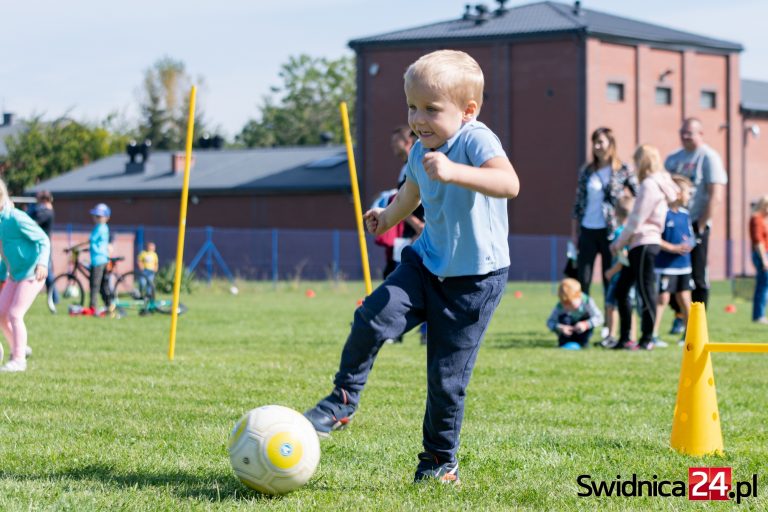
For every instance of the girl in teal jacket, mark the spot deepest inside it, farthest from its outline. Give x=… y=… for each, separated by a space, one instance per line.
x=25 y=250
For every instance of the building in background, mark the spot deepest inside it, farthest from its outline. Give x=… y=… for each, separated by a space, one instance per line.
x=306 y=188
x=554 y=72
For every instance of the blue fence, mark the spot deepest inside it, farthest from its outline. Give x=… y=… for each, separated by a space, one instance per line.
x=284 y=254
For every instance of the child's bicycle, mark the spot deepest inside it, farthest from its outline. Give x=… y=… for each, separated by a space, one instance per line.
x=134 y=291
x=67 y=288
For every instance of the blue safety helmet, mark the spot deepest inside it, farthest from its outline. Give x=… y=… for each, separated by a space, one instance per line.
x=101 y=210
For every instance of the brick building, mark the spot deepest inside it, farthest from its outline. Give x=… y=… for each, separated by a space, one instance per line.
x=554 y=72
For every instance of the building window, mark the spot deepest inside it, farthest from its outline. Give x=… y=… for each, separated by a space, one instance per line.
x=615 y=92
x=708 y=100
x=663 y=96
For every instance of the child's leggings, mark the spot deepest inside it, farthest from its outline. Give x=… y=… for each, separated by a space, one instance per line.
x=15 y=299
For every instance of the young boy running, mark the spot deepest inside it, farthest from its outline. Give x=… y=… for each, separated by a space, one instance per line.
x=454 y=275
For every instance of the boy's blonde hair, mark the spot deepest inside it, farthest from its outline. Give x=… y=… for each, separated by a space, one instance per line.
x=760 y=204
x=681 y=181
x=648 y=161
x=569 y=290
x=451 y=72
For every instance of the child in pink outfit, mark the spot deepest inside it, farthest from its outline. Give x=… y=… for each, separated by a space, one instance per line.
x=25 y=250
x=643 y=235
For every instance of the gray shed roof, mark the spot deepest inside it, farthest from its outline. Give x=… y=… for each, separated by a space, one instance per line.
x=754 y=96
x=246 y=171
x=545 y=19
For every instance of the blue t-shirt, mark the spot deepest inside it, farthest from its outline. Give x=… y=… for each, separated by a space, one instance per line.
x=677 y=230
x=99 y=245
x=465 y=231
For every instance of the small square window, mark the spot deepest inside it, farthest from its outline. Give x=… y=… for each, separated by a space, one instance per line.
x=663 y=96
x=708 y=100
x=615 y=92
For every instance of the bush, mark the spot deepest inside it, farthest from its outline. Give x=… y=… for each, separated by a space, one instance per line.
x=166 y=274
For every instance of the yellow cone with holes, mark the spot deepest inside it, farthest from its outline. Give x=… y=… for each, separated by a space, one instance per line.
x=696 y=423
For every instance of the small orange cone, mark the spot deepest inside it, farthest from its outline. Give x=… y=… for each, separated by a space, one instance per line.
x=696 y=422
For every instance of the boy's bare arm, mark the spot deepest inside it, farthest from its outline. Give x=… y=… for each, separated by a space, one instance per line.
x=378 y=221
x=498 y=178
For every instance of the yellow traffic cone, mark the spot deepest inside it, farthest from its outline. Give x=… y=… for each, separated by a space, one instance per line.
x=696 y=423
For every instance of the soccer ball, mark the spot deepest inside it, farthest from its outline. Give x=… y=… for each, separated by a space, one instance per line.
x=274 y=449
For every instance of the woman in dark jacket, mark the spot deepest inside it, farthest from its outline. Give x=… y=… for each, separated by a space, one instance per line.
x=601 y=183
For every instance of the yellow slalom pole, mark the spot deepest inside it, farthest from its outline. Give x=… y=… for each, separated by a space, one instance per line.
x=736 y=347
x=356 y=197
x=182 y=224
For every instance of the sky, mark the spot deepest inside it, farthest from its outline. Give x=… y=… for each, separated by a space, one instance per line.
x=86 y=58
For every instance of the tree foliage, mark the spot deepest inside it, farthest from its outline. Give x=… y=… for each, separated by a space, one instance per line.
x=45 y=150
x=308 y=104
x=164 y=104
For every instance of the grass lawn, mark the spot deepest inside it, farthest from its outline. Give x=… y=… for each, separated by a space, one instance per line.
x=103 y=421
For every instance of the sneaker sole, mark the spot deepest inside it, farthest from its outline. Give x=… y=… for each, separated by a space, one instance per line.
x=339 y=425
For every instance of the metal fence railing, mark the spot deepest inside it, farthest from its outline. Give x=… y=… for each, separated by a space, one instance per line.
x=284 y=254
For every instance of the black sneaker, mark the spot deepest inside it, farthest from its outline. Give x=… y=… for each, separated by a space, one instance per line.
x=331 y=413
x=429 y=468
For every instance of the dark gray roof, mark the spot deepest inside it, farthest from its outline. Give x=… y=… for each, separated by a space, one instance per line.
x=245 y=171
x=544 y=19
x=754 y=96
x=9 y=131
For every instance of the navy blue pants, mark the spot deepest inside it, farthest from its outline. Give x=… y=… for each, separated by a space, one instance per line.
x=457 y=310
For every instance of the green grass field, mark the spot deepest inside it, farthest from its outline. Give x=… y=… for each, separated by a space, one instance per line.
x=103 y=421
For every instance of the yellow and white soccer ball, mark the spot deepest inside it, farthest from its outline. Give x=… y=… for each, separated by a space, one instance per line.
x=274 y=449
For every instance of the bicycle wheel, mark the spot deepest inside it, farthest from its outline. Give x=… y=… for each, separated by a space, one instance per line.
x=69 y=292
x=131 y=285
x=165 y=306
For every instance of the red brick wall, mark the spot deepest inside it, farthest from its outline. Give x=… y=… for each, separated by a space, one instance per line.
x=638 y=119
x=756 y=169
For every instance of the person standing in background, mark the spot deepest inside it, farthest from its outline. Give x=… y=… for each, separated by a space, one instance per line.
x=758 y=234
x=703 y=166
x=44 y=216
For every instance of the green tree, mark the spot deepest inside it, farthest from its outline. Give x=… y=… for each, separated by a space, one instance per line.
x=45 y=150
x=308 y=104
x=164 y=104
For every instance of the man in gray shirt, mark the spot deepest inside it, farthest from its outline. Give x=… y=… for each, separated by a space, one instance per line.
x=704 y=167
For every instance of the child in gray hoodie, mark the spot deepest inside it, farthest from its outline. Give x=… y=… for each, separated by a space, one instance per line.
x=643 y=235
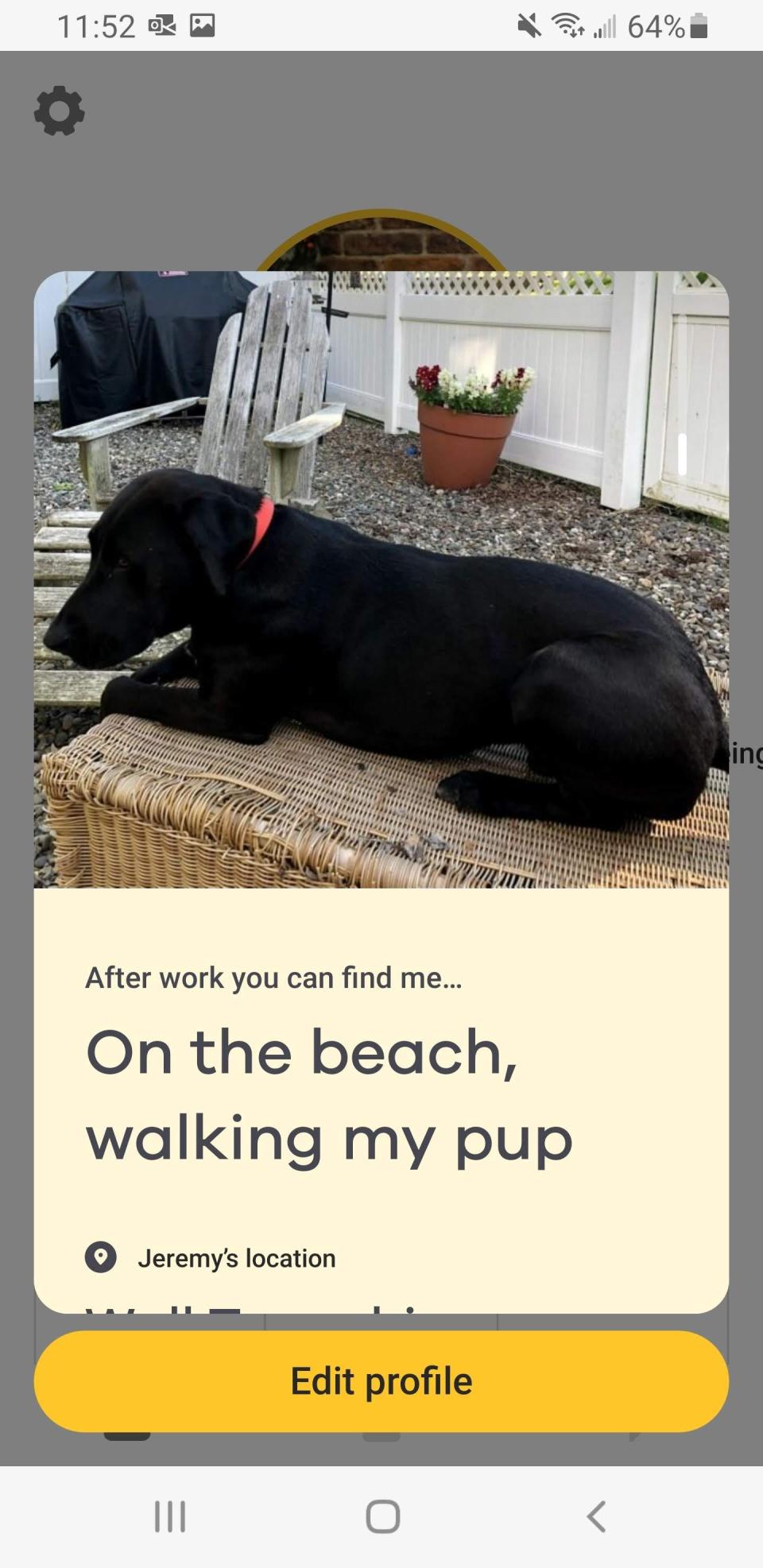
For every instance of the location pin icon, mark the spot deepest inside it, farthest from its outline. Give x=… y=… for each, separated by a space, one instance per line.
x=101 y=1256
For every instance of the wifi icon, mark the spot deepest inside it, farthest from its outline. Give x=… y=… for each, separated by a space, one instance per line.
x=569 y=24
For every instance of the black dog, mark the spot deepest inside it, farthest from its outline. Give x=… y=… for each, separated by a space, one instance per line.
x=395 y=649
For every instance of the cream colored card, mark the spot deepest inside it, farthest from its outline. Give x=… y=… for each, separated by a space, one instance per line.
x=580 y=1167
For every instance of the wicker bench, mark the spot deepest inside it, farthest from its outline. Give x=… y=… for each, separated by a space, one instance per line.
x=135 y=805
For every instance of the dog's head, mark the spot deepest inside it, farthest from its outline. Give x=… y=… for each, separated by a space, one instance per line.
x=165 y=544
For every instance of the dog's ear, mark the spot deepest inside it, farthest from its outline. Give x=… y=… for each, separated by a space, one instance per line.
x=217 y=528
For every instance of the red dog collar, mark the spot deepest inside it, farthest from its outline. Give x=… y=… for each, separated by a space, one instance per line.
x=262 y=521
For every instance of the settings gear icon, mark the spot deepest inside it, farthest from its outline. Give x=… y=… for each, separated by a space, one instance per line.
x=69 y=121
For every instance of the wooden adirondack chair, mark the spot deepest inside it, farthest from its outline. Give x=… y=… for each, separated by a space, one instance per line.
x=264 y=417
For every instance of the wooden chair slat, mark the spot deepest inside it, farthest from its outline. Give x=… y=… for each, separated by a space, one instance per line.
x=312 y=397
x=219 y=389
x=264 y=405
x=293 y=367
x=245 y=383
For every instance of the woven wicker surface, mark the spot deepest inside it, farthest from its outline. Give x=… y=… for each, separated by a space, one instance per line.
x=137 y=805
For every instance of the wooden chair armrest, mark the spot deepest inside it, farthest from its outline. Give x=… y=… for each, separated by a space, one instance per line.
x=308 y=428
x=99 y=428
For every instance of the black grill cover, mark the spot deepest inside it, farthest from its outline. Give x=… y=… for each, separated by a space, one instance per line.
x=134 y=339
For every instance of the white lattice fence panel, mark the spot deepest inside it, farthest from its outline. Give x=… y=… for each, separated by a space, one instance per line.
x=698 y=281
x=358 y=281
x=514 y=285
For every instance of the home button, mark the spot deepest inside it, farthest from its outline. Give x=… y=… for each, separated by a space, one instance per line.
x=382 y=1516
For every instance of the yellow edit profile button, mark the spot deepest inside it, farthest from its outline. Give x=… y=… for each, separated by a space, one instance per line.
x=382 y=1380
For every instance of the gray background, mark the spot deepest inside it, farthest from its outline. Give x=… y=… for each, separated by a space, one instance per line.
x=211 y=162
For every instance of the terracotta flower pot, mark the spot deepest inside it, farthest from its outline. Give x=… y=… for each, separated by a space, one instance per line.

◆ **THE PROBLEM**:
Nothing but the lines from the one containing "For every instance of the home" through the end of the material should appear; please return them exactly.

◆ **RESULT OF THE EXERCISE**:
For every instance of the home button, mark the spot deepest inside it, farthest from its outline. Give x=… y=… for each, separated by a space, one instance per line.
x=382 y=1516
For every instance of the yellow edit profile button, mark the spot deepest inside it, farthest from its outline. Give x=… y=… for each, separated by a space, one instance per line.
x=382 y=1380
For every instance of the gray background, mark the spot deepest inside it, farthest from its outline. Give x=… y=… for each, separated by a space, one instance per line.
x=211 y=162
For every instance of the terracotta flower pot, mark the spot deepest inside it, farthest from its outline. Give x=… y=… for each, separated by a space, one instance per line.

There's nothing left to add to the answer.